Pick up the state pension FAQ after its last question and continue writing it.

_Extract to read_.
**********

Your state pension: FAQs

  • What is the maximum state pension I can receive?

    The full new state pension is £179.60 per week, but the exact amount you receive will depend on your national insurance record. If, however, you are a man born before April 6, 1951, or a woman born before April 6, 1953, you'll be eligible for the basic state pension instead, which is set at £137.60 per week. 

  • How many qualifying years of national insurance contributions do I need for the full state pension?

    You will need to have paid national insurance contributions for 35 years to receive the new full state pension. To get any state pension, you will need to have paid national insurance contributions for 10 years. However, if you're claiming the basic state pension, you will only receive the full amount if you have paid national insurance contributions for 30 years. If you haven't, you will receive a proportion based on your total contributions. 

  • What is the current state pension age?

**********

Source data
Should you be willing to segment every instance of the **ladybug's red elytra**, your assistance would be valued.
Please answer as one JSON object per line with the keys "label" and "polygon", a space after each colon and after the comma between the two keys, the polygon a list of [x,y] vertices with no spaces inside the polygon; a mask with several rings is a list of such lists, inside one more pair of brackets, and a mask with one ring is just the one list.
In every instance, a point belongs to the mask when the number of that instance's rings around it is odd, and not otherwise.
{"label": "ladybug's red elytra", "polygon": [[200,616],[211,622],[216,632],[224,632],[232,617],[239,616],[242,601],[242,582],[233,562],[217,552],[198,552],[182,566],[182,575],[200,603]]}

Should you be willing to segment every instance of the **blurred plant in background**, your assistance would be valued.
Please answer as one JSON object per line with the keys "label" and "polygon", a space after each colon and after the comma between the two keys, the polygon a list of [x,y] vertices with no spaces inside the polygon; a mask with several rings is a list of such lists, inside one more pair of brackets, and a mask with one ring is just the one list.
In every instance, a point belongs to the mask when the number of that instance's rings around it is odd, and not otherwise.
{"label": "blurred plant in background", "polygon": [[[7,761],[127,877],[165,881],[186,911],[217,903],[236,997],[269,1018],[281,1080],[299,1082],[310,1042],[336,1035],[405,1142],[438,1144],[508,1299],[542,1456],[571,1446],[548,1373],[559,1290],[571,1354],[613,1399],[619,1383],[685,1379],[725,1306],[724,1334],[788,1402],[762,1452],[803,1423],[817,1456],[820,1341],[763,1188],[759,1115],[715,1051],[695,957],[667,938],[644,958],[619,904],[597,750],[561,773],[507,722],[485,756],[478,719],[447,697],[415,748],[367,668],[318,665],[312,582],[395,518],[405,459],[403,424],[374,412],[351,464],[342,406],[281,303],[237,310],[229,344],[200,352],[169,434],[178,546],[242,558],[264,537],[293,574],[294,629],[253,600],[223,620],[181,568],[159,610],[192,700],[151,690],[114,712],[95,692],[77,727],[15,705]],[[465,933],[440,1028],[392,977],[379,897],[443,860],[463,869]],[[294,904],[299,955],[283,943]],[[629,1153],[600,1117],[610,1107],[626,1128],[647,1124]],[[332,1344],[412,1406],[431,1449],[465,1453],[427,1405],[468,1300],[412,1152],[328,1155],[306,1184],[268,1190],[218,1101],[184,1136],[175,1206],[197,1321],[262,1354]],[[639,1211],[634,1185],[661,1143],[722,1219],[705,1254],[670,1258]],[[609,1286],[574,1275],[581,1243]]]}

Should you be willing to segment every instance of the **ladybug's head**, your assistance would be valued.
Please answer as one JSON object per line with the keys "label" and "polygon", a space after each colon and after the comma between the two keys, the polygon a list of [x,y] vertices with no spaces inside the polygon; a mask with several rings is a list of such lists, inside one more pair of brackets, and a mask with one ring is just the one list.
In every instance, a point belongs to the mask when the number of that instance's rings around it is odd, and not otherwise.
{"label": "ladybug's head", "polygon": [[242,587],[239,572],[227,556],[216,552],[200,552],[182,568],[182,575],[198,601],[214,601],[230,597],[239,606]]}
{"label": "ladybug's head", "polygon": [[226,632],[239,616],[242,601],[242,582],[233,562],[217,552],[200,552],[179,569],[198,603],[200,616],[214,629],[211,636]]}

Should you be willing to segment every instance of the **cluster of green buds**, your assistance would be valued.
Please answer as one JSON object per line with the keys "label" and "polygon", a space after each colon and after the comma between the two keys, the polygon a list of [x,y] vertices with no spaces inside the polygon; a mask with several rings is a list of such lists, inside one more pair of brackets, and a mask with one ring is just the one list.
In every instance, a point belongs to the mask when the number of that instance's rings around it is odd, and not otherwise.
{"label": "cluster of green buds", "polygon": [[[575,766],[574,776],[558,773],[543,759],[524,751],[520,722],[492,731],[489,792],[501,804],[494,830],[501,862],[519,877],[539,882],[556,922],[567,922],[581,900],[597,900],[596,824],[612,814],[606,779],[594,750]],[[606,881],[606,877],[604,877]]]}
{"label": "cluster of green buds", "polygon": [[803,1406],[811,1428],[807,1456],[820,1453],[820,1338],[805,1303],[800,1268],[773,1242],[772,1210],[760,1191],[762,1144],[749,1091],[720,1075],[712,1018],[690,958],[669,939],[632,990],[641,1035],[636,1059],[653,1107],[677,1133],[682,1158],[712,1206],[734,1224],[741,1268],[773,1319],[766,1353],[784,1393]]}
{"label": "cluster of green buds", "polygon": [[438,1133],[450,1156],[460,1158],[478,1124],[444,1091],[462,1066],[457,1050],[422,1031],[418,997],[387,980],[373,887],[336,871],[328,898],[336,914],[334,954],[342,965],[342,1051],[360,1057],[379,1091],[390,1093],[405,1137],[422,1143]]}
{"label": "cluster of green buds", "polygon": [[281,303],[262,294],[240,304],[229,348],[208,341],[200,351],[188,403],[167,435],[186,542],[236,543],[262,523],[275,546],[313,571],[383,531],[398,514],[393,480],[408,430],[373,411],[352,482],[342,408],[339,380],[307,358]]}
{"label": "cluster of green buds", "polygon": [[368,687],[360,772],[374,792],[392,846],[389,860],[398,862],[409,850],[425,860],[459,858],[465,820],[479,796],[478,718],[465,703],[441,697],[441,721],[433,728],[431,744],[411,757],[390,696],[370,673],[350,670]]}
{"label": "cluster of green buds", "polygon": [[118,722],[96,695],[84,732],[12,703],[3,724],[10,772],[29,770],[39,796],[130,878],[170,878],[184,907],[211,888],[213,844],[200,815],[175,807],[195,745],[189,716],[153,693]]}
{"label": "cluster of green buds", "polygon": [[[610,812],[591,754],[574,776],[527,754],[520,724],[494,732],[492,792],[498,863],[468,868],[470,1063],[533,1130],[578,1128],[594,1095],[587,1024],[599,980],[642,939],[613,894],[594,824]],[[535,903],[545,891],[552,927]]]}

**********

_Task output_.
    The current state pension age is 66 for everyone. That means you need to be 66 years old to start claiming the state pension. You can retire earlier if you wish, but you will have to rely on another source of income until your retirement age. This age is likely to go up, so you must consider this. If you want to receive the full state pension, you should make sure you have made sufficient national insurance contributions to do so.

  • How does the state pension work if I am self-employed?

    If you are self-employed, you are still eligible for the state pension. However, you will need to pay national insurance contributions, which will be calculated as part of your self-assessment tax return. As long as you have 35 qualifying years, you will be eligible for the full state pension. But you should never rely on the state pension alone for your income; you should make separate arrangements for the additional income you might need.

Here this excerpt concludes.